## START Records shown
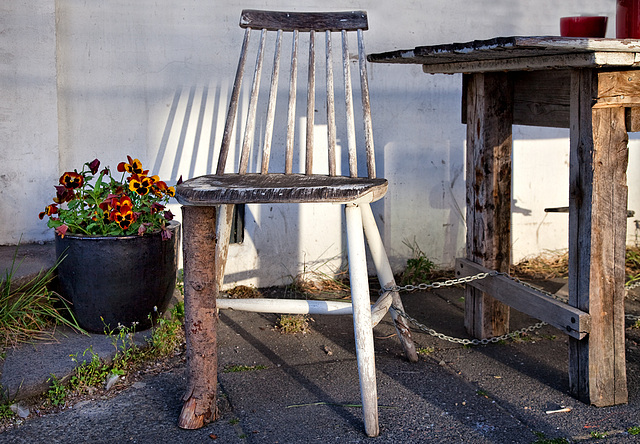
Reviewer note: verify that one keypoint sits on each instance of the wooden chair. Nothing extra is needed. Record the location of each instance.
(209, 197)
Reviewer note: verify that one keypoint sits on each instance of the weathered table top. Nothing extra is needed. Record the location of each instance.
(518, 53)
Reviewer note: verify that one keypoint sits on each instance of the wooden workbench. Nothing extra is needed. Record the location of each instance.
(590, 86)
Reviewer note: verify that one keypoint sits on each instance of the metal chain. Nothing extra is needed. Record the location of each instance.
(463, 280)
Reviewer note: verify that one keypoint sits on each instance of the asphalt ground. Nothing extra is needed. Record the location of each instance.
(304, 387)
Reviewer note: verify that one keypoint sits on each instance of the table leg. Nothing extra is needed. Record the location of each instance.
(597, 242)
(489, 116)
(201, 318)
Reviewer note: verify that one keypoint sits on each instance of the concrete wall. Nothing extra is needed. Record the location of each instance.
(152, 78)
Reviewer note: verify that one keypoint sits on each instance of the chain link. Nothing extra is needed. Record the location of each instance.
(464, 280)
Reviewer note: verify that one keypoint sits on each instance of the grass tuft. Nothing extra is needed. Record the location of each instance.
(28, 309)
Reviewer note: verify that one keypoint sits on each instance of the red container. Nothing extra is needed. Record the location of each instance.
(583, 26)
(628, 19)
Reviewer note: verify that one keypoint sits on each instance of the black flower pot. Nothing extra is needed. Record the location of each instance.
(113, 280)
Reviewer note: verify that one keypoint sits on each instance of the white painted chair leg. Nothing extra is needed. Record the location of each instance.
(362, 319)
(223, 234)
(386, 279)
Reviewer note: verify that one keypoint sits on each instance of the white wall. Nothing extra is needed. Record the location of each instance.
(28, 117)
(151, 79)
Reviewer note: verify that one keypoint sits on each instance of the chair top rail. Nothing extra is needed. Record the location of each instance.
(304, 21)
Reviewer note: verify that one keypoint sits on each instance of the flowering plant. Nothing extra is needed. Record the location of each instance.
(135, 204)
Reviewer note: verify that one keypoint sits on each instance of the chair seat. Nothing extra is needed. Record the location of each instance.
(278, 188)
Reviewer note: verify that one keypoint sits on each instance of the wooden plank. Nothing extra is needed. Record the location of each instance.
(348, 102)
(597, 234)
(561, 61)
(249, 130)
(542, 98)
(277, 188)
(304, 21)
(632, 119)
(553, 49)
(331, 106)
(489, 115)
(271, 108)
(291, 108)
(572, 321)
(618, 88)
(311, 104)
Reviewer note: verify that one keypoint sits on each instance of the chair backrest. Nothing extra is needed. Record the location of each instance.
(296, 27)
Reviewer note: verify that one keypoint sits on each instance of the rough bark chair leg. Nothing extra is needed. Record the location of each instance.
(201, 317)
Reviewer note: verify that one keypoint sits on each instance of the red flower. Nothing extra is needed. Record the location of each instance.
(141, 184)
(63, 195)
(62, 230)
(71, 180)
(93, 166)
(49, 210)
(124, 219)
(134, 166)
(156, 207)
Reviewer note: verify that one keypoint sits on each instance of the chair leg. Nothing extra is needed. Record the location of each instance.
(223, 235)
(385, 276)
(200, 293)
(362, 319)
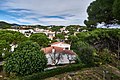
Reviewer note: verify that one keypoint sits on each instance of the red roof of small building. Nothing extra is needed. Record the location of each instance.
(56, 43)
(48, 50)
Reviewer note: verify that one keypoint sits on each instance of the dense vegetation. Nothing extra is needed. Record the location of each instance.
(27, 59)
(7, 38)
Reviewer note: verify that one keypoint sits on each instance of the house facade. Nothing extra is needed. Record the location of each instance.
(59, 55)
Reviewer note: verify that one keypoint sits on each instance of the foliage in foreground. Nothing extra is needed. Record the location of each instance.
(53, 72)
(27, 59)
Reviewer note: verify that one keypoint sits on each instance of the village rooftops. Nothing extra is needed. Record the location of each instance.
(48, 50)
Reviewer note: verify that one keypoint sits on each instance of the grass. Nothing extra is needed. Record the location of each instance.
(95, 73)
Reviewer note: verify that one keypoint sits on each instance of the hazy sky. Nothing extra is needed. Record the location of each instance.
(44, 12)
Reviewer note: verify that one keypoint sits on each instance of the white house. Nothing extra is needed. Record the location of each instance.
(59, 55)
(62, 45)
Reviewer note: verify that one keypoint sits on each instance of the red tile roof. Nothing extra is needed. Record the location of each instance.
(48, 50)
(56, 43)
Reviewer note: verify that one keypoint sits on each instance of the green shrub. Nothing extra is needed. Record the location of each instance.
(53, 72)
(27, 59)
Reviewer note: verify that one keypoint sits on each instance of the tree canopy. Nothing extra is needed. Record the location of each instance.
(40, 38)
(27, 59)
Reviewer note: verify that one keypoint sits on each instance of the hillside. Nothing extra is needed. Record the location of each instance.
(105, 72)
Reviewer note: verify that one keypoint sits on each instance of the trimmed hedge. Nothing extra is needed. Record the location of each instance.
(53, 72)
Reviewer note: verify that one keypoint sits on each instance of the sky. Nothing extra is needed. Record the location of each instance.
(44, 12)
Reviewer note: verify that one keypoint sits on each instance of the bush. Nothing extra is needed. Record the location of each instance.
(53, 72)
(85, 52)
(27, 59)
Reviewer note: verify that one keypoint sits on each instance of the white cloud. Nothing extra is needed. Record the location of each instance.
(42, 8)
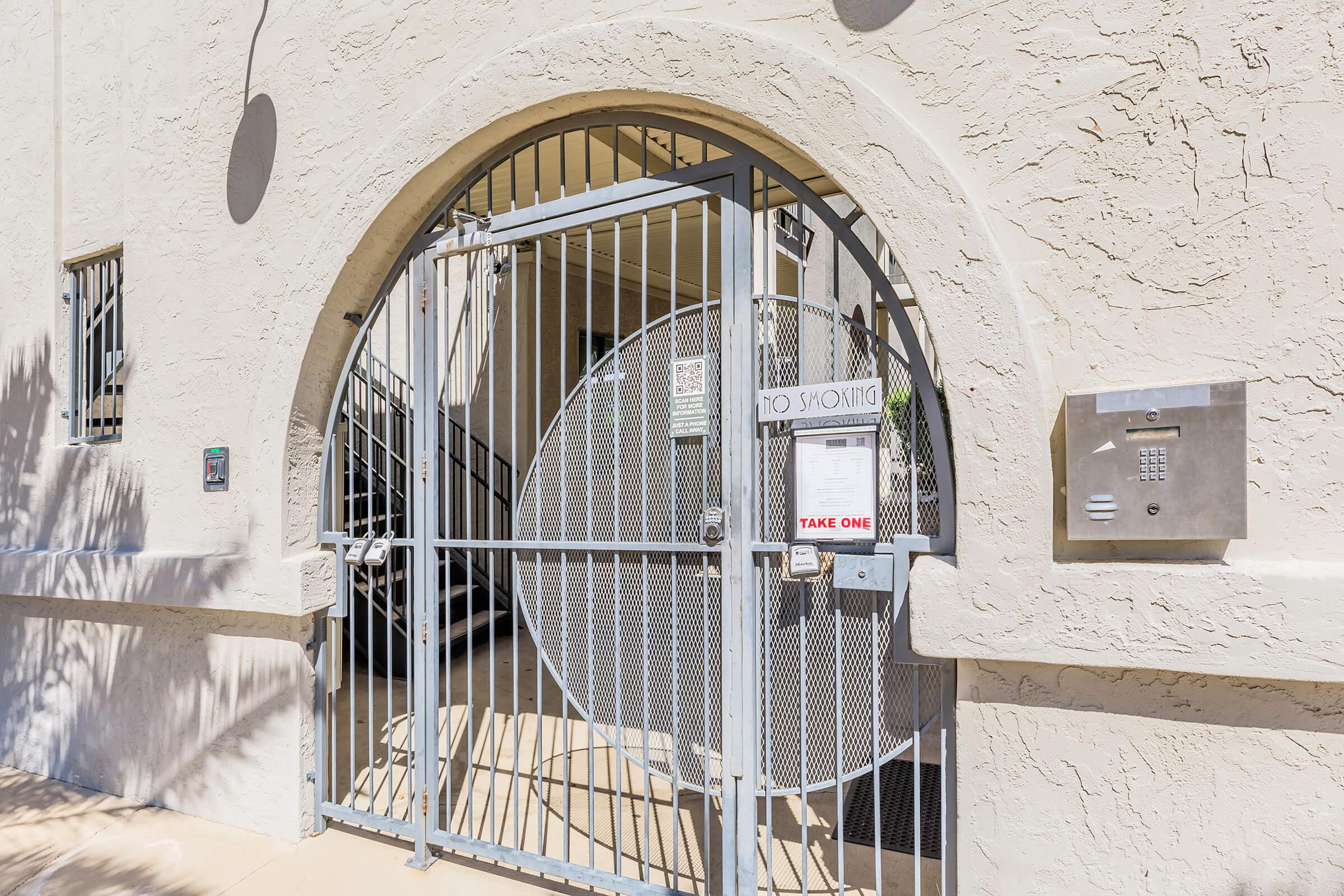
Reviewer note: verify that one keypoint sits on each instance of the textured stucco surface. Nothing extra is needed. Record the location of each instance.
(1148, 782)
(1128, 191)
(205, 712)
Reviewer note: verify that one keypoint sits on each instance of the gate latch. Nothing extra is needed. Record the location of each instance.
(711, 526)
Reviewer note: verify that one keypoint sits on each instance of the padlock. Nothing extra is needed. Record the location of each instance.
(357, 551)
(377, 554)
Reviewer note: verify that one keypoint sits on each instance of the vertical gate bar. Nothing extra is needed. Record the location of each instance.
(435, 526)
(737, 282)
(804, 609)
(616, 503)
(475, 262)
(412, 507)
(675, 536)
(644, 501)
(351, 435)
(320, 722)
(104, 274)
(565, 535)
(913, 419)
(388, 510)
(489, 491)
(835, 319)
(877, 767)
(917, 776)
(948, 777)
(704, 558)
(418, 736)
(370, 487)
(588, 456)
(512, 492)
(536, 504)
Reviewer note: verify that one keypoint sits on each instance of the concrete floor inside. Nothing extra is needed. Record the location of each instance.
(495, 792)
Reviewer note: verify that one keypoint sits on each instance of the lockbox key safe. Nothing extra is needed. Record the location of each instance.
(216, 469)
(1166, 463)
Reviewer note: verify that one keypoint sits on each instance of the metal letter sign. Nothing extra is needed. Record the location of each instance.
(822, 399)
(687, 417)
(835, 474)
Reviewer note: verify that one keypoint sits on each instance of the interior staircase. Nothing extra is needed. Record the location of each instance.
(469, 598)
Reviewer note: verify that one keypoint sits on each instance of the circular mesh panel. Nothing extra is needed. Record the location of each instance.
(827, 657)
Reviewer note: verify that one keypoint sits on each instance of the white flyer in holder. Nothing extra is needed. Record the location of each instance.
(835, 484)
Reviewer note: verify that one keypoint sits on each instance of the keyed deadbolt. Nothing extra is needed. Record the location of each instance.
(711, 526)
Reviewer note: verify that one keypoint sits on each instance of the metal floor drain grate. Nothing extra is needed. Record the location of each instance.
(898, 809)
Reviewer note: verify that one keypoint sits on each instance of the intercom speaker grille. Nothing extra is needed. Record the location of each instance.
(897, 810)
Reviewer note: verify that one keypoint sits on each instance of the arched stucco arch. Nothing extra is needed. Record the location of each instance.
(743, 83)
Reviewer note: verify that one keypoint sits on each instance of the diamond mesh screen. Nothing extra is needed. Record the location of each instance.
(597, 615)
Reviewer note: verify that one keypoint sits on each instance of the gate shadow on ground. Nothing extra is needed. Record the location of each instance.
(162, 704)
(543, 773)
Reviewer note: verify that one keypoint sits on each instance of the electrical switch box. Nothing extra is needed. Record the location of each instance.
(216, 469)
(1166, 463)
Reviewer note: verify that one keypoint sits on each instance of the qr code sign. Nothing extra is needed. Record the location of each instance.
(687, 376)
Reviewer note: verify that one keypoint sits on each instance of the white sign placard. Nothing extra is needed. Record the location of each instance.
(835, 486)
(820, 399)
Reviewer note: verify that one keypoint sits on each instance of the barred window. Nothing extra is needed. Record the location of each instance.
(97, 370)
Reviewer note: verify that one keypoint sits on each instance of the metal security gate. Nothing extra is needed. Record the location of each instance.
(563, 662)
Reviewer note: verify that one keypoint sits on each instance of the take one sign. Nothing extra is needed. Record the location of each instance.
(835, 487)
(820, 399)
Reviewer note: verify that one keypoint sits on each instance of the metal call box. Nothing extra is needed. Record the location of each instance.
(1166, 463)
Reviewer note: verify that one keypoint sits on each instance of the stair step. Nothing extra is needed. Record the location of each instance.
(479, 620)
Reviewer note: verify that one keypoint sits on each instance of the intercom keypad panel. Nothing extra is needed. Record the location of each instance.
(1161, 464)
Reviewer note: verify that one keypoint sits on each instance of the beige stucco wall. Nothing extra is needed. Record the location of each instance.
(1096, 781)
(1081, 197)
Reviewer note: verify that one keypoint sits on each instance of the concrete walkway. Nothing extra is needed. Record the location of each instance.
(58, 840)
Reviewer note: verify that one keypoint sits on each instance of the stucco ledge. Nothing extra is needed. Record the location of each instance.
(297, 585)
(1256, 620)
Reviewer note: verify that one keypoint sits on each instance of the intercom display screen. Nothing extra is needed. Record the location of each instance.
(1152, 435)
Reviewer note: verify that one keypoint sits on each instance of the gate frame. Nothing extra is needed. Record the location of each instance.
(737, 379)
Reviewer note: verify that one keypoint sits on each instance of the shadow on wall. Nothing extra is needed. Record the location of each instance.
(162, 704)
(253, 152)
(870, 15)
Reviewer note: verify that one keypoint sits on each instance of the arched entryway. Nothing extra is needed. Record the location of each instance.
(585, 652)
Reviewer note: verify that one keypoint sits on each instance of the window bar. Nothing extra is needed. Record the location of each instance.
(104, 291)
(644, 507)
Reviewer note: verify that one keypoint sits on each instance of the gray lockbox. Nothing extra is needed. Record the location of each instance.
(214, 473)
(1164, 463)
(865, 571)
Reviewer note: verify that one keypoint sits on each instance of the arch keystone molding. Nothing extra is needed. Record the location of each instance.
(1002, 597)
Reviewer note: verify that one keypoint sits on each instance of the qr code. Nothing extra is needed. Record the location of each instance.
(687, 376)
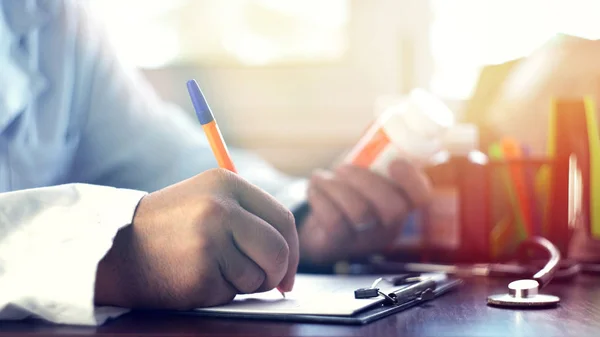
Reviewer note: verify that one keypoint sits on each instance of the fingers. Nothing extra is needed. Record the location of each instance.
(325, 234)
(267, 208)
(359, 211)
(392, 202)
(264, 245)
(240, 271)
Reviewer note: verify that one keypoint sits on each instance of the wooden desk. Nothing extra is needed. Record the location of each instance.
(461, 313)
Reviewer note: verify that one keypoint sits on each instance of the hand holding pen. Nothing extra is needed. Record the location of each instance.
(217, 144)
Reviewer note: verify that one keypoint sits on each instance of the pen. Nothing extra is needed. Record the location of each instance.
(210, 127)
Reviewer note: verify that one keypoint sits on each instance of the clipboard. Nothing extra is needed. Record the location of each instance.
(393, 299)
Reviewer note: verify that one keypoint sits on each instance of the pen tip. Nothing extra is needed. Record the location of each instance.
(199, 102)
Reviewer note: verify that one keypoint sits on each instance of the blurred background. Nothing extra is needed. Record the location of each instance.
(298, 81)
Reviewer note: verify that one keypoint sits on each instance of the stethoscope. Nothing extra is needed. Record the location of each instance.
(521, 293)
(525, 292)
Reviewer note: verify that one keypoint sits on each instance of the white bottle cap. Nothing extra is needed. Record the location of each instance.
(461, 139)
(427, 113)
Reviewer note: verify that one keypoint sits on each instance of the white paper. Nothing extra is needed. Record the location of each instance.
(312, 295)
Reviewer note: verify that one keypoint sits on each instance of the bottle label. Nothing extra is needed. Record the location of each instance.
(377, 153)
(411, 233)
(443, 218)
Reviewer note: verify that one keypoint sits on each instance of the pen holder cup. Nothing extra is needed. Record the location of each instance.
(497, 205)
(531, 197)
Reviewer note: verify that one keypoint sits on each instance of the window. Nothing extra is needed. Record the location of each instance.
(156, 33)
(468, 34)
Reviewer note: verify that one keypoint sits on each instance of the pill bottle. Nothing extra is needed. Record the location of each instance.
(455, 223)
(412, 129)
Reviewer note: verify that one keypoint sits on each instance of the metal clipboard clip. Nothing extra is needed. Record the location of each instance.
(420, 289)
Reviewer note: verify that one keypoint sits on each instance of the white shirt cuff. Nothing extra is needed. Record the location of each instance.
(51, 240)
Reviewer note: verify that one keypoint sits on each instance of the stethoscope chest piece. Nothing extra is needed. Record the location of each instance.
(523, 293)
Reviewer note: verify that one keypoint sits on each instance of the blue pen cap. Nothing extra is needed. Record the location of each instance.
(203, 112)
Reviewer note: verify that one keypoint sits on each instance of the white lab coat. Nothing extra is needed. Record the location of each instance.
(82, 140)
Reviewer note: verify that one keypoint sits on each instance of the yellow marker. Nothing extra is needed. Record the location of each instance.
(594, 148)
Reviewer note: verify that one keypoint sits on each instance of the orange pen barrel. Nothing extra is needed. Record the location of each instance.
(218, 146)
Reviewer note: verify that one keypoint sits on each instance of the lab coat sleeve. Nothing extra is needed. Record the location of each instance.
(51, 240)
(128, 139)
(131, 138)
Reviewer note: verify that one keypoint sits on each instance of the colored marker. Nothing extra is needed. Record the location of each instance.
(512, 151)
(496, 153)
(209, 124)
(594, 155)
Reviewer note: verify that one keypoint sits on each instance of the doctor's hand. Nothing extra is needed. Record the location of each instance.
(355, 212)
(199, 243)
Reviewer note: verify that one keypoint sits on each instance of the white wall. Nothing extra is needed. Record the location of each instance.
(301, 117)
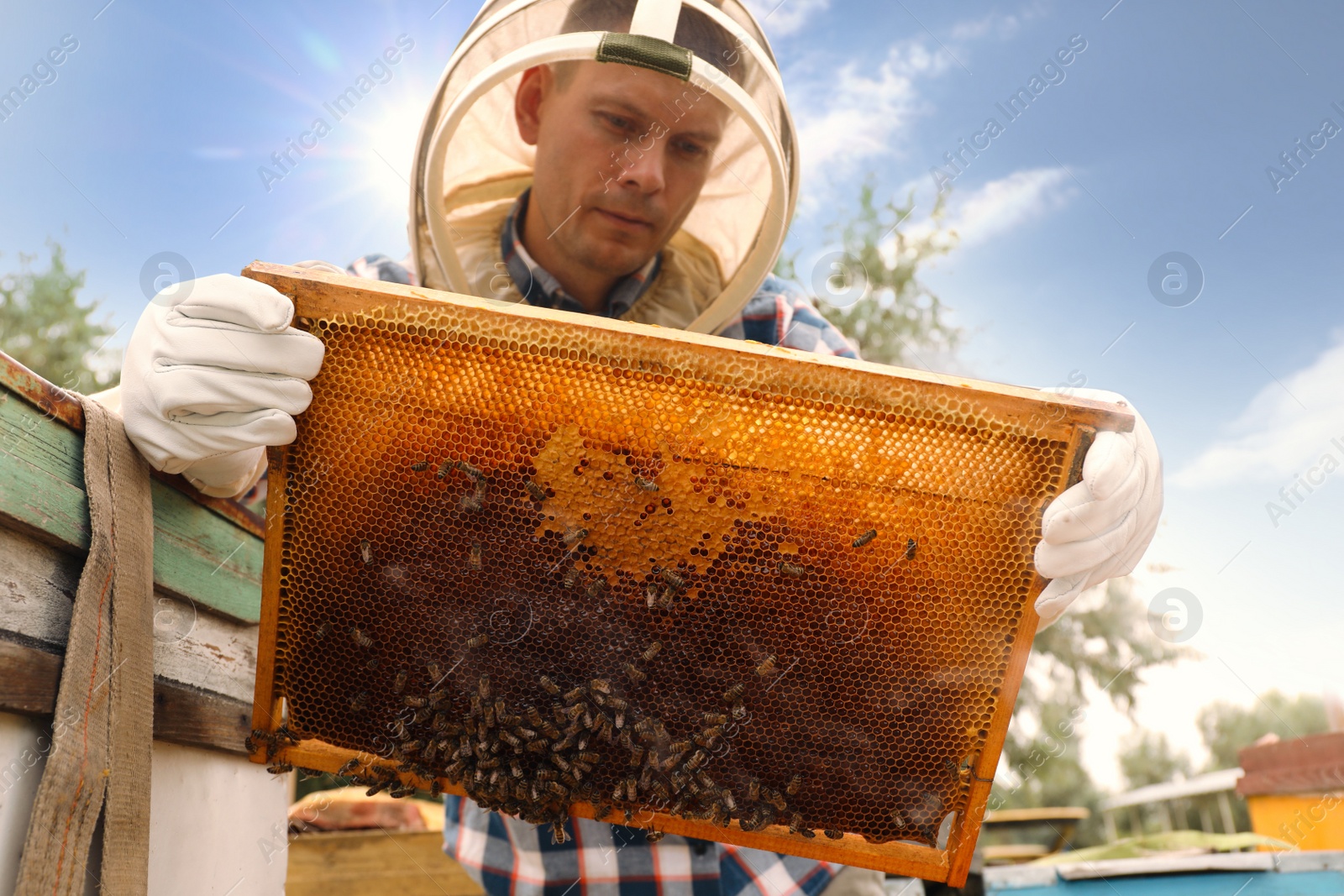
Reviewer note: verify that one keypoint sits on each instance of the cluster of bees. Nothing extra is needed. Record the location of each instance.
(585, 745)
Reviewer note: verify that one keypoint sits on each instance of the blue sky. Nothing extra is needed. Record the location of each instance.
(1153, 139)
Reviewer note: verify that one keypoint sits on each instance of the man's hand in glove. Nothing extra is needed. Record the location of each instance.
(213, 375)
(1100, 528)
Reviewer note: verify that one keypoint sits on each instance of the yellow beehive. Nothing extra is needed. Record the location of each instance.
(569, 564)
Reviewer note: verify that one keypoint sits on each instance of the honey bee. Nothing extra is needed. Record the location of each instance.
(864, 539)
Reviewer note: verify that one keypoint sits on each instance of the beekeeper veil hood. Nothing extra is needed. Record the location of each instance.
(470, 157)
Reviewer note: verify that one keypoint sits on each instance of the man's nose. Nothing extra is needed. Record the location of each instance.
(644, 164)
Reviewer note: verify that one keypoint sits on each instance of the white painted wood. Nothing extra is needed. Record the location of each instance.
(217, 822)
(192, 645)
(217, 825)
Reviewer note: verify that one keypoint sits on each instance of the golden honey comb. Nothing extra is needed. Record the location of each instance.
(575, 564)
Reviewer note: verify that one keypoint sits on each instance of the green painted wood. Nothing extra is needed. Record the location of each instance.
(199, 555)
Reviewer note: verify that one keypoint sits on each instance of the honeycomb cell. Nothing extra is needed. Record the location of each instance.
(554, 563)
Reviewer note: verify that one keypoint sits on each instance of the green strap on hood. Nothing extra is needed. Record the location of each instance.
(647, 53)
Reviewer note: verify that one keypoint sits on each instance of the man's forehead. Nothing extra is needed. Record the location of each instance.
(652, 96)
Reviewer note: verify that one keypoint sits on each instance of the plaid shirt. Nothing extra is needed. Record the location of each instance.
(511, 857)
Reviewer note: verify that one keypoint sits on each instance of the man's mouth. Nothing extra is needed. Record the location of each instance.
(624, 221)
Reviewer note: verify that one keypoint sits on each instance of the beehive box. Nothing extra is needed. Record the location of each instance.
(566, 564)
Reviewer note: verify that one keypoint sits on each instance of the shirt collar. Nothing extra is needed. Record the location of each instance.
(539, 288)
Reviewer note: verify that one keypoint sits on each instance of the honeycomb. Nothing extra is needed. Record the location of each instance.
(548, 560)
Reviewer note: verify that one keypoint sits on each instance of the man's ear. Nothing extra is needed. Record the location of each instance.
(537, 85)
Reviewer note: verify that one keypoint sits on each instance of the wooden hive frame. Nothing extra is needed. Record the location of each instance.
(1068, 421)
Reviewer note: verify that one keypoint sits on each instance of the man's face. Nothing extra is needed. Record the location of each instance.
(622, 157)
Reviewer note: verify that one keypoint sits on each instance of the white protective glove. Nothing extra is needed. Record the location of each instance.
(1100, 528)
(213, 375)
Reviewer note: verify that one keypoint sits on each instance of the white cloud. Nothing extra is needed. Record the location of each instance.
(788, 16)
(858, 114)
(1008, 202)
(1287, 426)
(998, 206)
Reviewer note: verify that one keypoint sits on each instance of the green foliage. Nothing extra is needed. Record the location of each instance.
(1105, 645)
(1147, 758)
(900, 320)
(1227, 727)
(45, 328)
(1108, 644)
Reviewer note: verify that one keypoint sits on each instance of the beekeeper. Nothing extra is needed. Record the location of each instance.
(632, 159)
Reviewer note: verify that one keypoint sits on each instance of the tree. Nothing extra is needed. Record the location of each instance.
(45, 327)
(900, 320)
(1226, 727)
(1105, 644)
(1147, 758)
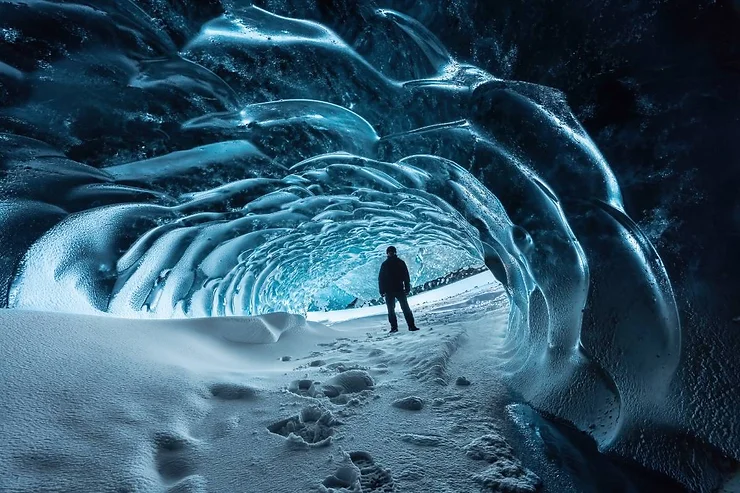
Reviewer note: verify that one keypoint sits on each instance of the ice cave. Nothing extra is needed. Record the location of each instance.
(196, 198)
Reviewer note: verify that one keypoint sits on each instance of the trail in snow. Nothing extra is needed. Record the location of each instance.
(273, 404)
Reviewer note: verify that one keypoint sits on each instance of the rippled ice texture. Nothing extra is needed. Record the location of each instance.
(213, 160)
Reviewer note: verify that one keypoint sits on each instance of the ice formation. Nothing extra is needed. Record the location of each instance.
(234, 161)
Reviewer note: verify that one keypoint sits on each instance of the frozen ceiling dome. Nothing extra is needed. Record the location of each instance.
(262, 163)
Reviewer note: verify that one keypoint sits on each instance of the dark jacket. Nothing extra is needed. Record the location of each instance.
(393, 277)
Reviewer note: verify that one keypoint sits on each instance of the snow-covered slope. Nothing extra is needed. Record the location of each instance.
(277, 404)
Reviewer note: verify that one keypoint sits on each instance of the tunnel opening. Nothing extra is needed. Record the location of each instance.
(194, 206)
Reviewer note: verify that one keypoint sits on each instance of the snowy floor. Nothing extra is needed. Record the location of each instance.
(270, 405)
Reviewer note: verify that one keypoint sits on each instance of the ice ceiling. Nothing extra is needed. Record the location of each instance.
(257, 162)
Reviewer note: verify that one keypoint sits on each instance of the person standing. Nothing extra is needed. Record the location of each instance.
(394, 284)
## END Records shown
The lines to quote run from the one containing "of the snow-covered" through the final line of the material above; please give them exactly, both ends included, and nothing else.

Reviewer note: verify that one keypoint sits on each instance of the snow-covered slope. Nothing extra is needed. Record the location of each instance.
(277, 404)
Reviewer note: verify that one keypoint sits on each instance of the tunnel opening. Nothing extra is needed. Record the location of each instance.
(194, 206)
Reviewer note: verify that one keypoint sits on each instance of the snowy floor. Nothing extra is needed. Record the location of each instance.
(270, 405)
Reviewer note: verify that one keypoint sits on each instance of the ice ceiling. Nothing extra is needed. Record the location of each instance.
(257, 162)
Reviewer note: verify that one keypoint sits on each instance of the person standing. Nothing extra is needed. Record the location of each instance.
(394, 284)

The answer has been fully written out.